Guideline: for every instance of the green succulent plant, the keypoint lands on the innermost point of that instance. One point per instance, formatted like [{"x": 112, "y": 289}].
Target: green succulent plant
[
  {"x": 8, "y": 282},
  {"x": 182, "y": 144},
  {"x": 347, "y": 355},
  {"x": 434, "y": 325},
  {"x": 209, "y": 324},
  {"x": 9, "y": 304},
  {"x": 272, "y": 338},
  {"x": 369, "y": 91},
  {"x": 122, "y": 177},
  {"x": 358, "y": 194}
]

◆ ◆ ◆ ◆ ◆

▶ [ASSIGNMENT]:
Repeat the data exactly. Omit nothing.

▶ [SOLUTION TO THE EXERCISE]:
Guideline: for every instance of the green succulent plant, the keypoint lands on the innermost point of that instance. One point per instance, formatted like [{"x": 112, "y": 289}].
Target: green succulent plant
[
  {"x": 8, "y": 282},
  {"x": 182, "y": 144},
  {"x": 347, "y": 355},
  {"x": 434, "y": 325},
  {"x": 209, "y": 324},
  {"x": 9, "y": 304},
  {"x": 272, "y": 338},
  {"x": 369, "y": 91},
  {"x": 122, "y": 177},
  {"x": 358, "y": 194}
]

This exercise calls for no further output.